- _WRITTEN PROBLEM_
Display every line of the records below that contains the string "xmax", copying each line in full. Case counts, so only exact-case matches qualify.

- _PROVIDED ENTRIES_
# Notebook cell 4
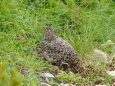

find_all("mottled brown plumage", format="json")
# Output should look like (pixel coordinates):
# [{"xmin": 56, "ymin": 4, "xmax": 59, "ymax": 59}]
[{"xmin": 37, "ymin": 26, "xmax": 80, "ymax": 72}]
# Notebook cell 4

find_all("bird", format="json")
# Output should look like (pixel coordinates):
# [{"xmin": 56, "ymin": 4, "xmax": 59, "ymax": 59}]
[{"xmin": 36, "ymin": 26, "xmax": 82, "ymax": 72}]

- _EXERCISE RESULT_
# [{"xmin": 56, "ymin": 4, "xmax": 59, "ymax": 59}]
[{"xmin": 37, "ymin": 26, "xmax": 80, "ymax": 72}]
# [{"xmin": 56, "ymin": 4, "xmax": 59, "ymax": 59}]
[{"xmin": 36, "ymin": 26, "xmax": 82, "ymax": 72}]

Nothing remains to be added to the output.